======== Data to use ========

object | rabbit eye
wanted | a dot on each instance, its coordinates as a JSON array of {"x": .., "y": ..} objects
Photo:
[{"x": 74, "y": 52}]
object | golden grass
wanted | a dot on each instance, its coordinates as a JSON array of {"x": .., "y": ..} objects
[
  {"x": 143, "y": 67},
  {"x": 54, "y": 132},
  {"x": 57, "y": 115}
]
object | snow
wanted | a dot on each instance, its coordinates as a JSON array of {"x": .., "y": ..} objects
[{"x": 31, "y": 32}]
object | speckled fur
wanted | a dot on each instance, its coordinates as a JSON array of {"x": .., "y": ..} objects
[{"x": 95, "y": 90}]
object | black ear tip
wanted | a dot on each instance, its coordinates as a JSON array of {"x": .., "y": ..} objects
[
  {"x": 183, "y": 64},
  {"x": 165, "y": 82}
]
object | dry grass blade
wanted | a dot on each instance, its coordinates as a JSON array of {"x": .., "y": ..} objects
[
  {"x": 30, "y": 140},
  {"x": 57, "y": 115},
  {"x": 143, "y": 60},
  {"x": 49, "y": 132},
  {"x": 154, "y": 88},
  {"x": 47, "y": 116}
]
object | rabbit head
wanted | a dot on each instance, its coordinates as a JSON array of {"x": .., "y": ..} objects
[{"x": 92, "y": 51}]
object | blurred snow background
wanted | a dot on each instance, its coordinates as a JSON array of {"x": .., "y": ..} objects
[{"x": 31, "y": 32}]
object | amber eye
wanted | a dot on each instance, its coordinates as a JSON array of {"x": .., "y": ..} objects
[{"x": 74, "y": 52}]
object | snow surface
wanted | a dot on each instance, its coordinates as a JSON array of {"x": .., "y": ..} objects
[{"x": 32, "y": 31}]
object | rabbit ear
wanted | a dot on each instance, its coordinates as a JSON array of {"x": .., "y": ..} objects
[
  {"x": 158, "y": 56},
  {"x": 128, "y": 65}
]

========

What you will do: The data above must be repeated in its entirety, exactly as given.

Finished task:
object | rabbit eye
wanted | a dot on each instance, its coordinates as a JSON array of {"x": .., "y": ..} objects
Photo:
[{"x": 74, "y": 52}]
object | golden grass
wanted | a dot on each instance, its coordinates as a JSON array of {"x": .., "y": ..} objects
[
  {"x": 143, "y": 67},
  {"x": 54, "y": 132},
  {"x": 57, "y": 115}
]
object | snow
wanted | a dot on each instance, its coordinates as a JSON array of {"x": .., "y": ..} objects
[{"x": 31, "y": 32}]
object | speckled fur
wanted | a dot on each instance, its coordinates as a JSON array of {"x": .., "y": ..} objects
[{"x": 95, "y": 90}]
object | black ear tip
wanted | a dot on each instance, its coordinates as a JSON array of {"x": .., "y": ..} objects
[
  {"x": 183, "y": 64},
  {"x": 165, "y": 82}
]
object | dry grass blade
wanted | a dot on each instance, its coordinates as a JSON array of {"x": .., "y": ..} objects
[
  {"x": 30, "y": 140},
  {"x": 57, "y": 115},
  {"x": 143, "y": 60},
  {"x": 49, "y": 132},
  {"x": 154, "y": 88},
  {"x": 47, "y": 116}
]
object | rabbit head
wanted | a dot on each instance, its coordinates as a JSON array of {"x": .., "y": ..} objects
[{"x": 92, "y": 51}]
object | blurred snow background
wanted | a dot on each instance, its coordinates as a JSON array of {"x": .., "y": ..} objects
[{"x": 31, "y": 32}]
object | amber eye
wanted | a dot on each instance, its coordinates as a JSON array of {"x": .., "y": ..} objects
[{"x": 74, "y": 52}]
object | snow surface
wanted | a dot on each instance, its coordinates as a JSON array of {"x": .., "y": ..} objects
[{"x": 32, "y": 31}]
object | rabbit ear
wanted | a dot on each instance, its coordinates as a JSON array of {"x": .., "y": ..} objects
[
  {"x": 158, "y": 56},
  {"x": 128, "y": 65}
]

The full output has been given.